» Given exercise:
From the data below, pull out every line that contains the string "tractor". Matching is case-sensitive.

━━━━━ Data lines ━━━━━

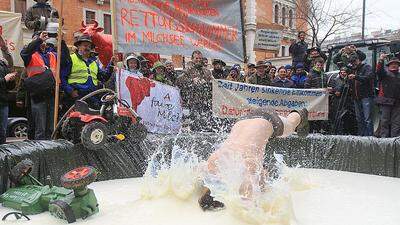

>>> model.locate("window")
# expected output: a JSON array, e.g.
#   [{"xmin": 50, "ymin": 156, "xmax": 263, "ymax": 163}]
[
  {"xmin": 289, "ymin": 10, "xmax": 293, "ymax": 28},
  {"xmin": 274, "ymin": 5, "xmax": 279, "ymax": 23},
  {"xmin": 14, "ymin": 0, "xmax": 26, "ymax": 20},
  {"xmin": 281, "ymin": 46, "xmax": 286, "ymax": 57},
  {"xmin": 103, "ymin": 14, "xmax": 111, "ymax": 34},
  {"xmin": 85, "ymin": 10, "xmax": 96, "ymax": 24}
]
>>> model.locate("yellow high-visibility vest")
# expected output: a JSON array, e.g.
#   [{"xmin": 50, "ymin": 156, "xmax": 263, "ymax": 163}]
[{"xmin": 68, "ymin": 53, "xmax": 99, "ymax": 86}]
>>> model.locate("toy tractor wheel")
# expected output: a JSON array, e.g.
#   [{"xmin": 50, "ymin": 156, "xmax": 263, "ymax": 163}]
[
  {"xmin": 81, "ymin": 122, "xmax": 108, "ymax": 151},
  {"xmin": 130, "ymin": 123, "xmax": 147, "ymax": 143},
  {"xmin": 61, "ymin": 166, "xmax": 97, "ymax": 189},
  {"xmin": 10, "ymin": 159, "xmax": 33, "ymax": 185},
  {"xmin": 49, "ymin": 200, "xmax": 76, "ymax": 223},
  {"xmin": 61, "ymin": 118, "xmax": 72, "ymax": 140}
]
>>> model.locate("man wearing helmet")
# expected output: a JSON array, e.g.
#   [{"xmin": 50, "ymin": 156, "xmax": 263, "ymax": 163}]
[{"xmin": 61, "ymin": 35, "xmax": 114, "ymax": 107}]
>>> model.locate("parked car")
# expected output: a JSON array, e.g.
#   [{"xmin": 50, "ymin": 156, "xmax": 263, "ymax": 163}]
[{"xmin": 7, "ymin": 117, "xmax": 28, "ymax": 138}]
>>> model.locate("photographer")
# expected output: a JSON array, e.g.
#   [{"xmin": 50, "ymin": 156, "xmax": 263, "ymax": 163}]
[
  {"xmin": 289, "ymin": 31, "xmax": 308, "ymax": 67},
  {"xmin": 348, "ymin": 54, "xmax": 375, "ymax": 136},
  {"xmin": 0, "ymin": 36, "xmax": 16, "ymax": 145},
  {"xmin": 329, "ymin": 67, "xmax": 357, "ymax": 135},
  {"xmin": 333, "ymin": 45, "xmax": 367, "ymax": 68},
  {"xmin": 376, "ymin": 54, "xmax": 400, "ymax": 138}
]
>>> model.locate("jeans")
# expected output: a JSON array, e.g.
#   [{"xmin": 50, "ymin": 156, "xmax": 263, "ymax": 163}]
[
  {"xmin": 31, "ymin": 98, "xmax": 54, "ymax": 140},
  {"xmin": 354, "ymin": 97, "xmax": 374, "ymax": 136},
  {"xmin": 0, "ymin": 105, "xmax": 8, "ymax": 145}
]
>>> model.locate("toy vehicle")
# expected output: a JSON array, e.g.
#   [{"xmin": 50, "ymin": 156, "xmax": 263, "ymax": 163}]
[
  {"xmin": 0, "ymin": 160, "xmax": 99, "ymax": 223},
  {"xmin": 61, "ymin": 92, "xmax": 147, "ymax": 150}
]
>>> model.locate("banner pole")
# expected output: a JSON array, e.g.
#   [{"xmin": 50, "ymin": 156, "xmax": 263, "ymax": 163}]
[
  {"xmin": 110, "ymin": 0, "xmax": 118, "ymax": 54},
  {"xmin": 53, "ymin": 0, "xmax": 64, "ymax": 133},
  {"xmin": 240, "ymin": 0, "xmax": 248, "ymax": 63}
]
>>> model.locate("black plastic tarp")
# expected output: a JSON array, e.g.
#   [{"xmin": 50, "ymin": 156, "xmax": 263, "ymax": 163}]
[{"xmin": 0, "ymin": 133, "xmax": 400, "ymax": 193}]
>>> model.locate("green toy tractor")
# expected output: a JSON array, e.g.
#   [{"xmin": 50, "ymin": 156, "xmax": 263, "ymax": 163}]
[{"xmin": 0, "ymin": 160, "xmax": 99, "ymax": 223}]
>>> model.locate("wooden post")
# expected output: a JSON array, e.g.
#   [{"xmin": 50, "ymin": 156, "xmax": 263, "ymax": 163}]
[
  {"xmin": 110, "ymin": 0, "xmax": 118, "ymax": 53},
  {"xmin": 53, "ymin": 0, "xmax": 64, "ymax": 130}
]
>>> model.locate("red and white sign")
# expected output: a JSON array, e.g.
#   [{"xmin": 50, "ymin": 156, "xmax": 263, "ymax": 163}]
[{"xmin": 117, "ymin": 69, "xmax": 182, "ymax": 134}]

━━━━━

» The output:
>>> model.locate("toy tractor wheel")
>>> model.locate("green toy tractor")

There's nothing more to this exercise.